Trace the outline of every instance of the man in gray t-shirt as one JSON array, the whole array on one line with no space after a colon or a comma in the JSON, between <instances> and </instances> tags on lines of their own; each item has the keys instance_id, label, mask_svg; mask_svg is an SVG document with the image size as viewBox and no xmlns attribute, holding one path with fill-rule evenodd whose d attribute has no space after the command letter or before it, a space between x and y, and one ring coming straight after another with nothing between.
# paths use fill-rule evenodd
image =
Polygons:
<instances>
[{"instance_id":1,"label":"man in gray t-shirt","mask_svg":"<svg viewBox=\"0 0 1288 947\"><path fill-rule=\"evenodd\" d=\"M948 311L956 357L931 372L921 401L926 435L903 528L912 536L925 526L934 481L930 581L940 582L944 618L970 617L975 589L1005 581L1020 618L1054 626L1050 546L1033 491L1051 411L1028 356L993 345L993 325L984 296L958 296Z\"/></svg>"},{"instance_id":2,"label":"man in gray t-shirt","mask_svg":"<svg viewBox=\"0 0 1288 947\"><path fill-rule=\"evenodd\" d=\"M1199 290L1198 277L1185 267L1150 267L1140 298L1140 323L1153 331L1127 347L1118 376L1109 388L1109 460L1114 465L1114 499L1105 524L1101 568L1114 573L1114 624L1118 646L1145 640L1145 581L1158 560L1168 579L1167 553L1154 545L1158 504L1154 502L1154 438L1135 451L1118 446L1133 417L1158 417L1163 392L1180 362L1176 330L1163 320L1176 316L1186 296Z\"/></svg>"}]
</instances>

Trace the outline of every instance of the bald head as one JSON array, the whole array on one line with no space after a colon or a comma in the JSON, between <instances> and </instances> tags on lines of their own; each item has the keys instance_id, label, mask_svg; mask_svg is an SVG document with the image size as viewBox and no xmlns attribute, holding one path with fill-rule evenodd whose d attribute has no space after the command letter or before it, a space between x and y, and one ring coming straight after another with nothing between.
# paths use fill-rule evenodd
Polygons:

• **Problem**: Transcribe, character for character, the lines above that begin with the line containing "Trace the outline of every instance of the bald" and run through the final line, including both ends.

• **Expected answer**:
Trace the outline of every instance of the bald head as one JSON array, the whole array on one line with no space after a colon or a comma in the JSON, between <instances> and </instances> tags on lines of their own; each item has the keys instance_id, label, mask_svg; mask_svg is an SVG document with the image size as viewBox and no xmlns attribute, holding one path with fill-rule evenodd whose d attribute has no space after the command letter or before it, a space between x and y, and one ring coming straight after another with nothing between.
# paths use fill-rule evenodd
Polygons:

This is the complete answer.